_Extracted entries_
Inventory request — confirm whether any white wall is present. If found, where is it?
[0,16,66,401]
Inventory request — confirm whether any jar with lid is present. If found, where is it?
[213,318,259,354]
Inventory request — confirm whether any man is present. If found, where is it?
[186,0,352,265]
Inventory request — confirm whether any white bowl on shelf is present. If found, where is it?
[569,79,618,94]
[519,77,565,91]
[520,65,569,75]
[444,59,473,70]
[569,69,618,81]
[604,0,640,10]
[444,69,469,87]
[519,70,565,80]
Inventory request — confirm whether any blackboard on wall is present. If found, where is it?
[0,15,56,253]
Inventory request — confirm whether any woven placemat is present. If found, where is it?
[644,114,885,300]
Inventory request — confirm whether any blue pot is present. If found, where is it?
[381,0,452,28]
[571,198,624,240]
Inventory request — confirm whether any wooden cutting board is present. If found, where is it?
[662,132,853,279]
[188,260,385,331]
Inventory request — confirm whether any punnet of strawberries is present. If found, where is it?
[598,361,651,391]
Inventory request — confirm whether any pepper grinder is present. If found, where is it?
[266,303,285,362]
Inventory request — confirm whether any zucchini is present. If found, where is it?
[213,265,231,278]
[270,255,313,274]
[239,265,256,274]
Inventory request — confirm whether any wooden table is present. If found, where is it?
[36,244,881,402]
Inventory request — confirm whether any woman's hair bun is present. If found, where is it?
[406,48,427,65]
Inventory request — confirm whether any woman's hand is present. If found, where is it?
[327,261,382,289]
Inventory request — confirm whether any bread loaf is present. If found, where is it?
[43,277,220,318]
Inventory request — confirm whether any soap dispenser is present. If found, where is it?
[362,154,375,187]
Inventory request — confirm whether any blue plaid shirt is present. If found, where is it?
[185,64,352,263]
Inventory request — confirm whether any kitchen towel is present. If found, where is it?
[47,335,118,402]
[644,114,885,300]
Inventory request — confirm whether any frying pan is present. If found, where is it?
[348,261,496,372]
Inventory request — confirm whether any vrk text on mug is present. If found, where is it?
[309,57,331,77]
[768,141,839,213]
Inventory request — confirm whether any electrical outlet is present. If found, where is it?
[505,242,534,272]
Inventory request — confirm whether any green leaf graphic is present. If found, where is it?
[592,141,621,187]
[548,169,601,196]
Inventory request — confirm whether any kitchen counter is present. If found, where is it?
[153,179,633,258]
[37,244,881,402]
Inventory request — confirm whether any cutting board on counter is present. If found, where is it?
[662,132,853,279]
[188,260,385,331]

_Stated exercise_
Replace "Inventory request" with "Stock check" throughout the records above, changing nothing else, and write them out again.

_Written solution_
Stock check — confirm whether any white wall is present. If found, where is it?
[0,16,66,401]
Stock check — confirm whether any jar with lid is present. If found, where is it?
[213,318,259,354]
Stock check — confirm whether any man is present. If found, where is it?
[186,0,352,265]
Stock check — confirm whether any white bowl on shelf is present. If found, where is it?
[569,79,618,94]
[519,77,565,91]
[520,65,569,75]
[444,59,473,70]
[569,69,618,81]
[604,0,640,10]
[444,69,469,87]
[519,70,565,80]
Stock check — confirm whether any blackboard on wall is present. If found, where is it?
[0,15,56,253]
Stock check — confirm whether any woven placemat is present. If found, where is it?
[644,114,885,300]
Stock check — confirm whether any blue pot is present. If found, where is it?
[381,0,452,28]
[571,198,624,240]
Stock check — confirm whether any wooden cutting board is present. If found, where is it?
[662,132,853,279]
[188,260,385,331]
Stock check — confirm whether any punnet of strawberries is present. If found, where is it?
[598,361,651,391]
Stock check — confirm whether any pepper grinder is present. If found, where is it?
[266,303,285,362]
Stock check — confirm whether any zucchini is present. If found, where is it?
[213,265,231,278]
[270,255,313,274]
[239,265,256,274]
Stock check — confirm whether any wooden table is present. If found, where is it?
[36,244,881,402]
Stock check — confirm whether any woman's hair bun is present. If found, where is it?
[406,48,427,65]
Stock check — confirm whether any woman's hand is present. If found, where is it?
[327,261,382,289]
Stock check — confirm whether any bread loaf is present. If found, where is it?
[43,277,220,318]
Stock check — confirm whether any soap dispenser is present. If found, where is it?
[362,154,375,187]
Stock check — confirm whether any blue plaid shirt is present. If found, where is it?
[185,64,352,263]
Stock check — confirm whether any kitchen towel is present. If found, where is it?
[47,335,118,402]
[644,114,885,300]
Stock check — confirm whether any frying pan is present. If found, where is it?
[348,261,496,372]
Stock check — confirm whether any vrk text on mug is present. If found, where is it?
[309,57,331,77]
[768,141,839,213]
Stock check — confirm whether any electrical outlet is present. If found, where is it?
[505,242,534,272]
Stock check — confirm whether any green leaf graphic is present. If found, where is it?
[592,141,621,187]
[548,169,601,196]
Stock check — confirm whether any kitchen counter is present. If found, where is it?
[153,179,633,258]
[37,244,881,402]
Stock check — confirm whether any cutting board on counter is present. If found, where is it?
[662,132,853,279]
[188,260,385,331]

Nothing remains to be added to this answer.